요구 사항 |
아래 항목을 모두 한 글자도 바꾸지 말고 그대로 옮겨 적어 주세요.

제공 자료 |
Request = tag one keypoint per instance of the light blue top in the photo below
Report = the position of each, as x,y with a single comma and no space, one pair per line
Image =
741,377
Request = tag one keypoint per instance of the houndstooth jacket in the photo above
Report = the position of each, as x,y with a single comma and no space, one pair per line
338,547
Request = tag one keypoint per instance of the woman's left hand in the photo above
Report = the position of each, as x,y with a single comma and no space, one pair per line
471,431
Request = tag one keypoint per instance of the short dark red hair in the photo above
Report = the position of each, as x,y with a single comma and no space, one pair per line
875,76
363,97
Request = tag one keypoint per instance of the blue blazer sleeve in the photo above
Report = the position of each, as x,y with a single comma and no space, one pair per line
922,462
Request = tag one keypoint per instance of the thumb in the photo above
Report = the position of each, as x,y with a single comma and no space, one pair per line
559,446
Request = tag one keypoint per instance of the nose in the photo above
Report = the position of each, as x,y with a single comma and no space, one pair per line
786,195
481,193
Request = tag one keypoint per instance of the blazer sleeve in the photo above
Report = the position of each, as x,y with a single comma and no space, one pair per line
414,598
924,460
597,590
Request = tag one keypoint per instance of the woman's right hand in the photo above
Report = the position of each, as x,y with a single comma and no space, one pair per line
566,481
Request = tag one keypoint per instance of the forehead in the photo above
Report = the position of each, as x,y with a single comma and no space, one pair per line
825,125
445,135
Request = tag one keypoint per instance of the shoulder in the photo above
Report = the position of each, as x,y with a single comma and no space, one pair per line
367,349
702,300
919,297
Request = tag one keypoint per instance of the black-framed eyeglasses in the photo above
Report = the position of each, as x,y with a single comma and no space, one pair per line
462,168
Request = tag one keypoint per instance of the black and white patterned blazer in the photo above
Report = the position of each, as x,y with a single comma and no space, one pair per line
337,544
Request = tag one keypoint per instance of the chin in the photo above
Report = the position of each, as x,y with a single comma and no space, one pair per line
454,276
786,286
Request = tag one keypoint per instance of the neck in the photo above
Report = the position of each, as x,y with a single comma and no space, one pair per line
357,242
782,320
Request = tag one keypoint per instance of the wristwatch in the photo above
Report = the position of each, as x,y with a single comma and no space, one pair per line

풀이 결과 |
Request = tag one keypoint per instance of the light blue top in the photo below
Report = the position of each, as x,y with a single comma and no space, one pair per line
Image =
741,377
Request = tag one keypoint per instance of the houndstooth jacket in the photo above
Report = the position of each, as x,y with a single comma and no space, one pair per line
338,547
Request = tag one keypoint per instance of the woman's left hand in the photo above
Report = the position of each, as x,y with a single comma and no space, one pair per line
471,431
Request = tag one keypoint per instance of the short dark red hair in the photo above
Report = the position of each, as x,y with a single comma and no space, one pair per line
875,76
363,97
Request = tag one keypoint per instance of the blue blazer sleeve in the photo above
Report = the position of each, as x,y with a single comma and no space, one pair per line
922,462
Request = tag one keypoint per instance of the thumb in the photo above
Report = the position of each, as x,y with a single comma and no space, one pair per line
559,446
Request = tag one keypoint per instance of the nose in the photo above
Report = the position of each, as x,y with a single comma and no space, one pair per line
786,195
481,193
Request = tag one keypoint per instance of the blazer sleeve in the photo above
Report = the position of each, as x,y with a single comma and no space, one pair per line
414,598
924,460
597,590
Request = tag one keypoint per instance of the woman's right hand in the photo above
Report = the position of each, as x,y with a single comma and no space, one pair per line
566,481
Request = tag one keypoint per instance of the forehead in the photo above
Report = the position of each, as x,y with a single comma and no space, one pair per line
825,125
445,135
Request = tag one keypoint per instance of the shoulder in the photo above
Report = the position of each, as x,y with a single comma and no space, one pair per line
367,349
702,300
919,297
Request = tag one keypoint per instance of the black-framed eyeglasses in the photo above
Report = the position of each, as x,y with a single comma and no space, one pair per line
462,168
Request = tag one keypoint per instance of the black and white patterned blazer in the photo above
Report = the position of each, as x,y with a single comma and no space, one pair per line
337,544
Request = tag one keypoint per instance of the chin in the photo above
Report = the position of each, as x,y with a single comma and no space, one pair per line
454,276
786,286
Request = tag one keypoint per instance of the neck in the photo above
Report = the position of each, as x,y with a single comma and no space, one pair per line
357,242
782,320
Request = tag one keypoint per instance of the wristwatch in the photo above
Report = the position of each, as x,y with a single comma and no space, one pair per line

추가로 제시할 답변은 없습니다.